SELECTED EXTRACT:

______________________________

He waded into the surf here in Middle Cove, just north of St. John’s, the provincial capital, casting a net to catch hundreds of capelin for his lab. By studying them, he hopes to better understand what caused their collapse and resurgence.

“The answers aren’t obvious,” he said. “We’re just happy that things appear to be improving.”



On the other side of the peninsula, at the only Newfoundland plant still processing cod, Alberto Wareham has been envisioning a future with the return of a thriving fishery, something that until recently seemed implausible.

In recent years, Wareham, whose family has been processing cod for seven generations, has built a state-of-the-art facility that operates now at just 40 percent of capacity. “We simply don’t have enough raw material,” he said.

His company, Icewater Seafoods in Arnold’s Cove, is among the fewer than 100 fish processing plants still operating, down from about 280 before the moratorium, he said. Most process shellfish, particularly snow crab, which prefer cold water and have thrived as cod disappeared. But cod prey on juvenile crabs, and as the fish have rebounded, the ranks of crabs and other shellfish have thinned.

Wareham expects much of the island’s economy will ultimately revert to cod, but he and other processors want the fishery to operate differently than before, to ensure that cod remains sustainable for the long haul.

“We need to go slowly and stay in line with scientific recommendations,” Wareham said.

At another processing plant in St. John’s, Paul Grant, executive vice president of Beothic Fish Processors, hosted a meeting of the Groundfish Industry Development Council, a newly formed group to help processors and fishermen find common ground after years of warring over prices and make plans for a major cod fishery.

______________________________

DATA PROVIDED:
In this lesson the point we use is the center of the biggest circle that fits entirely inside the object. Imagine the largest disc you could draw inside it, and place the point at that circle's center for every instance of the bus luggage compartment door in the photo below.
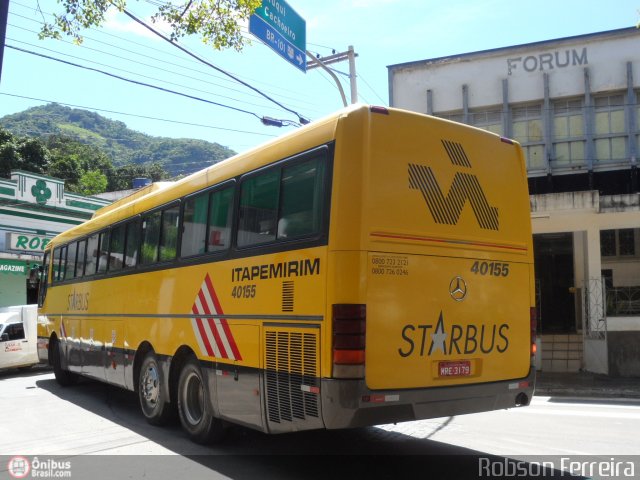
(441, 321)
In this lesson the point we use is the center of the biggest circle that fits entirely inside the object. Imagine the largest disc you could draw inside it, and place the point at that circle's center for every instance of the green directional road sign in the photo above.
(285, 20)
(281, 28)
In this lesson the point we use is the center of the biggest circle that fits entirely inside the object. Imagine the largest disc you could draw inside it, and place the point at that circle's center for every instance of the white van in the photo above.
(18, 336)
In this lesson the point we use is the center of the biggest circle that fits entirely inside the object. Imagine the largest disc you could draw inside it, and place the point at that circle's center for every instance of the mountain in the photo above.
(123, 145)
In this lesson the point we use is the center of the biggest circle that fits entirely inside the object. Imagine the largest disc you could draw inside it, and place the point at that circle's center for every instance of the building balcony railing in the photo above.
(623, 301)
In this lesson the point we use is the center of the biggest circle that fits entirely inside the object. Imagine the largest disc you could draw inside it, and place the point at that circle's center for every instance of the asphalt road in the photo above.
(101, 431)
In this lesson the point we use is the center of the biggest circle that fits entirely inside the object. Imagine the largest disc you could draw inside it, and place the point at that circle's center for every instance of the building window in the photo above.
(490, 120)
(626, 242)
(610, 138)
(453, 116)
(568, 133)
(527, 129)
(619, 243)
(637, 125)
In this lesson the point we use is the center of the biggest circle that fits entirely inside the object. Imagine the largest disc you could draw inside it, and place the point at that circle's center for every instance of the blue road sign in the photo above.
(277, 25)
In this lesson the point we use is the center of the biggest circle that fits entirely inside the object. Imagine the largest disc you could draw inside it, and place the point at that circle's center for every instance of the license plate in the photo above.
(454, 369)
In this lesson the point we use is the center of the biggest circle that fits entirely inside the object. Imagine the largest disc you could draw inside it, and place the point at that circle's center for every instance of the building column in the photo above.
(594, 315)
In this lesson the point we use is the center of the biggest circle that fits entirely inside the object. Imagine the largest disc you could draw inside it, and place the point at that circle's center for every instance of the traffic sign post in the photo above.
(281, 28)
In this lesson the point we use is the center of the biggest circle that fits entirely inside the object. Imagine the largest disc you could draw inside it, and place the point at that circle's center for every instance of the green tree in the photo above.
(124, 175)
(21, 153)
(216, 21)
(92, 182)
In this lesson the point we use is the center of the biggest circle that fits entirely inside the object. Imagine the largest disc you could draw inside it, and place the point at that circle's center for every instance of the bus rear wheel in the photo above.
(154, 398)
(65, 378)
(194, 406)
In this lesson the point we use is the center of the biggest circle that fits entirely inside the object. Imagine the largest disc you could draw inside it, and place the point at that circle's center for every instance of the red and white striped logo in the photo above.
(213, 335)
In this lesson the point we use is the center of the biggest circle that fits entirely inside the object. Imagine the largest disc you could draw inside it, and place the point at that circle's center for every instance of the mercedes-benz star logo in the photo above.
(458, 289)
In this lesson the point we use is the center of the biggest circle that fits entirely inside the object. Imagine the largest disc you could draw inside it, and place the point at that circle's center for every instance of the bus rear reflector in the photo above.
(349, 329)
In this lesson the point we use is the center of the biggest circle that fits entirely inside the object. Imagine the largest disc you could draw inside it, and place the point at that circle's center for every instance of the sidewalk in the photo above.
(584, 384)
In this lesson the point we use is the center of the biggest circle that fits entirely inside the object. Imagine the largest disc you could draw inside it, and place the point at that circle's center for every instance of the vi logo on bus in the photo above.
(446, 209)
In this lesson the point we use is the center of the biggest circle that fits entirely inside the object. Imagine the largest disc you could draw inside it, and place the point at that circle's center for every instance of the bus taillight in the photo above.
(533, 313)
(349, 328)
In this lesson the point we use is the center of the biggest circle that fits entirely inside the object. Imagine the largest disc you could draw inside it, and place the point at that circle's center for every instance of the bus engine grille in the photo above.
(292, 383)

______________________________

TASK SET:
a - Reproduce the passage on the Newfoundland cod fishery from "He waded into" up to and including "collapse and resurgence.".
b - Answer these questions from the passage on the Newfoundland cod fishery:
(i) At what percent of capacity does Wareham's facility now operate?
(ii) About how many fish processing plants were operating before the moratorium, according to Wareham?
(iii) Of which company is Paul Grant executive vice president?
c - Pick up the passage on the Newfoundland cod fishery after its final sentence and keep writing.

FINAL ANSWERS:
a -
He waded into the surf here in Middle Cove, just north of St. John’s, the provincial capital, casting a net to catch hundreds of capelin for his lab. By studying them, he hopes to better understand what caused their collapse and resurgence.

b -
(i) 40 percent
(ii) About 280
(iii) Beothic Fish Processors

c -
Sitting beside him, Bill Broderick, inshore director of the Fish Food and Allied Workers Union, whose membership has dropped by 60 percent since the moratorium, said he has been “really emotional” about cod’s return.

“We have to do things differently now, and we have to start preparing,” he said. “No one is questioning the science anymore. We just don’t want to see our communities blow away in the dust.”

The council had invited a local member of parliament to discuss increasing cod quotas, perhaps by as much as 500 percent.

The parliament member, Nick Whalen, peppered the men with questions and scribbled notes as they answered. In the 1990s, politicians were blamed for failing to heed scientists’ warnings and caving to industry pressure.

Whalen told them he supports a substantial quota increase.

“I don’t think this request goes far enough,” he said, referring to their proposed five-fold increase. “It’s too modest.”

Skipper Tom Best watched over activities on his boat while working with a team of researchers from Canada’s Department of Fisheries and Oceans, who were tagging cod in Motion Bay.
Skipper Tom Best watched over activities on his boat while working with a team of researchers from Canada’s Department of Fisheries and Oceans, who were tagging cod in Motion Bay.(Craig F. Walker/Globe Staff)

After Tom Best steered his 25-year-old boat back to Petty Harbour, the fishermen carried a cooler of the few cod they kept to their cooperative’s old processing plant, which closed with all the others shortly after the moratorium.

The plant is now an aquarium, and they were bringing the cod to put on display for the thousands of visitors who come to Petty Harbour to see the remains of the bustling fishing community this once was.

Upstairs, past the glass tanks filled with capelin and snow crabs, volunteers were installing insulation, new walls, and flooring to remake some of the old plant into a seaside center for business conferences.

Crab pots were stacked where refrigerators used to be filled with processed cod. Outside the door, aging fishing boats teetered on wooden scaffolds, moldering in dry dock.

If the plant is ever to process fish again, it would have to rely on hand-caught cod stored in saltwater tanks and then carefully filleted, Best said. That’s how it’s done in Iceland and Norway, Newfoundland’s major competitors in the cod fishing trade, and what the market expects.

Such big changes, he said, would require too much of him and many of his colleagues. Too much to learn and do.

A new generation will have to greet the returning fish.

“We’ve been out of it for too long, and we’re too old now,” he said. “We’ll have to find someone else to take over.”